### Testo estratto
· · · · ·

ARTICOLIDelitti contro la moralità pubblica e il buon costumeDIRITTO PENALEParte speciale

Sulla distinzione tra atti osceni e atti contrari alla pubblica decenza – Cass. Pen. 37823/2013

Cassazione Penale, Sez. III, 16 settembre 2013 (ud. 12 giugno 2013), n. 37823
Presidente Mannino, Relatore Amoresano, P. G. Izzo

Depositata il 16 settembre scorso la pronuncia numero 37823 della III sezione della Suprema Corte relativa alla distinzione tra la fattispecie contravvenzionale di cui all’art. 726 c. p. (“atti contrari alla pubblica decenza”) e il reato di cui all’art. 527 c. p. (“atti osceni”).

Questi, in breve, i fatti che hanno portato alla decisione in esame: in seguito alla segnalazione da parte di un testimone della presenza di un cittadino di colore intento ad urinare davanti ad un palazzo, gli agenti di polizia – intervenuti sul posto – provvedevano ad identificare nell’imputato come l’autore del fatto; il teste – sentito in dibattimento – riferiva, tuttavia, di non aver visto né le parti intime, né l’espletamento di funzioni corporali.

· · · · ·

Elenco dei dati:
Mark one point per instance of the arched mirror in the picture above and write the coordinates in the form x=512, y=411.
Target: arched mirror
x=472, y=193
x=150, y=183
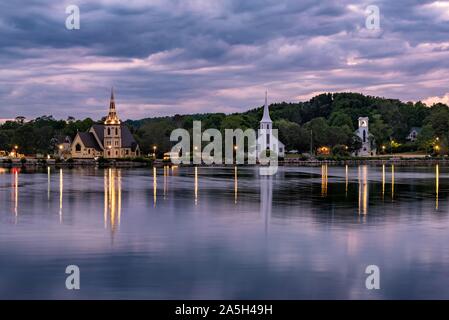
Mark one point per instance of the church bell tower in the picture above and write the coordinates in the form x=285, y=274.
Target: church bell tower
x=112, y=132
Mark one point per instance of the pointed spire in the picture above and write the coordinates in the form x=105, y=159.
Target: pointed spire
x=112, y=117
x=266, y=112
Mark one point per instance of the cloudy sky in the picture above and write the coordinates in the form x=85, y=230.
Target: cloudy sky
x=186, y=56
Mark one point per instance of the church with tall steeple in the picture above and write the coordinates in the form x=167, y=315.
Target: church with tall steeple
x=266, y=140
x=111, y=139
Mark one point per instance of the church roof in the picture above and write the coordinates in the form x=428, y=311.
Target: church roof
x=89, y=141
x=128, y=140
x=266, y=112
x=99, y=131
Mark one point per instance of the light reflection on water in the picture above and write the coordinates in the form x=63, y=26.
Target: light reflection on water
x=206, y=232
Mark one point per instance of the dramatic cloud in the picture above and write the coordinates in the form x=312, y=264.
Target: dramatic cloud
x=186, y=56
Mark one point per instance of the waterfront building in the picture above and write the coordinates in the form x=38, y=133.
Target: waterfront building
x=266, y=140
x=111, y=139
x=368, y=147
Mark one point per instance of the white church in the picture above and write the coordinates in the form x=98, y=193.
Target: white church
x=368, y=147
x=266, y=140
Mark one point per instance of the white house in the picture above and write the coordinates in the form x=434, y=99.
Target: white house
x=413, y=135
x=368, y=147
x=266, y=140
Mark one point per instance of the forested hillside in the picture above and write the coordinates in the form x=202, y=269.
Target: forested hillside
x=332, y=119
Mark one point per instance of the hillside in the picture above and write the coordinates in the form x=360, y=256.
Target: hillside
x=331, y=117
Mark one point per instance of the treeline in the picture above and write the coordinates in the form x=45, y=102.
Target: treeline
x=326, y=120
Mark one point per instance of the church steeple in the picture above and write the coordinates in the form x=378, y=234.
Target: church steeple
x=266, y=113
x=112, y=117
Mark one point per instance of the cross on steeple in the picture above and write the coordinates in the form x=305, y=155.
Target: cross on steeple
x=266, y=113
x=112, y=117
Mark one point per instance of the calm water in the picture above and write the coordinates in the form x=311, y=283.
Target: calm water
x=213, y=233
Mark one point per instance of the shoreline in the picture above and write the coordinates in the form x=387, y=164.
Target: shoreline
x=43, y=163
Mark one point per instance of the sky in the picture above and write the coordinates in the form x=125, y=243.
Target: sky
x=166, y=57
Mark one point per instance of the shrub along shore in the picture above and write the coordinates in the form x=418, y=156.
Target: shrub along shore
x=145, y=162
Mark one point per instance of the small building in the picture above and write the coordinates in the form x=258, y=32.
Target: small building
x=324, y=151
x=368, y=147
x=413, y=134
x=266, y=140
x=112, y=139
x=63, y=147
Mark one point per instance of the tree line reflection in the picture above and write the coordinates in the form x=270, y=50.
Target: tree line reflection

· · · · ·

### Consegna 1
Rispondi a queste domande sull'articolo:
(a) Quale sezione della Cassazione ha emesso la pronuncia n. 37823?
(b) Chi è indicato come relatore?
(c) Che cosa ha riferito il teste sentito in dibattimento?
### Consegna 2
Estrai dall'articolo, parola per parola, tutto ciò che va da "Questi, in breve, i" fino a "di funzioni corporali.".
Le righe dell'elenco non hanno alcun legame con l'articolo.

### Risultato finale 1
(a) La III sezione.
(b) Amoresano.
(c) Di non aver visto né le parti intime, né l'espletamento di funzioni corporali.

### Risultato finale 2
Questi, in breve, i fatti che hanno portato alla decisione in esame: in seguito alla segnalazione da parte di un testimone della presenza di un cittadino di colore intento ad urinare davanti ad un palazzo, gli agenti di polizia – intervenuti sul posto – provvedevano ad identificare nell’imputato come l’autore del fatto; il teste – sentito in dibattimento – riferiva, tuttavia, di non aver visto né le parti intime, né l’espletamento di funzioni corporali.